### [But de l'exercice]
Selon l'extrait sur le Dinamo et Camataru, combien de buts le Dinamo a-t-il encaissés sur les 6 derniers matches ?

### [Extrait à lire]
****************

Deuxième élément de contexte : le championnat roumain est assez offensif et le Rapid n’a pas attendu la fin de championnat pour marquer beaucoup de buts. Même largué pour le titre, le Dinamo a déjà marqué 63 buts en 28 rencontres, soit 2,25 par match.
Un Dinamo hyper-offensif au service presque unique d’un avant-centre
Une troisième remarque s’impose pour bien comprendre l’ « exploit » de Camataru : au cours des 6 dernières journées, si le Dinamo marque beaucoup et même davantage, ce qui distingue son parcours de fin de championnat, c’est surtout une défense à la ramasse. Alors que le Dinamo encaisse moins d’un but par match sur les 28 premières journées (ils en ont alors encaissé 26), ils s’en prennent 20 sur les 6 derniers matches (3,33 en moyenne). L’attaque fait mieux (21 buts inscrits, soit 3,5/match), mais la plus-value est très nettement moins importante que la moins-value défensive. Et les résultats se dégradent : 1 victoire, 2 nuls et 3 défaites, sans que cela ne puisse s’expliquer par le niveau des équipes d’en face.
Ce qui est flagrant, c’est que le Dinamo a alors sacrifié ses résultats au profit de l’avant-centre Camataru. Le Dinamo se lance dans un jeu hyper-offensif, quitte à encaisser beaucoup de buts, avec pour finalité de faire scorer Camataru. Rappelons deux totaux déjà évoqués : le Dinamo met 21 buts en 6 rencontres, dont 20 par le seul Camataru ! C’est ça qui permet de dire que le Dinamo n’a pas seulement joué hyper-offensif : il a joué hyper-offensif, d’accord, mais au profit exclusif de la performance de Camataru !
Une escroquerie d’accord, mais de la propagande coco, non
Si Camataru réussit à marquer autant, ça n’est certainement pas parce qu’il avait le niveau pour le faire dans des circonstances « normales ». Donc, en ce sens, il y a bien une escroquerie, puisque si les joueurs du Dinamo ont mis en place cette stratégie, c’est parce qu’ils n’avaient rien à perdre à la mettre en place et tout à gagner : un titre de meilleur buteur du championnat roumain, voire un soulier d’Or !

****************

### [Données fournies]
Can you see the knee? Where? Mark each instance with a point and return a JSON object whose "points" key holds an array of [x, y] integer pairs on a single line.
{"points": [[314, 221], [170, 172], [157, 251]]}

****************

### [Corrigé]
Le Dinamo a encaissé 20 buts, soit 3,33 en moyenne par match.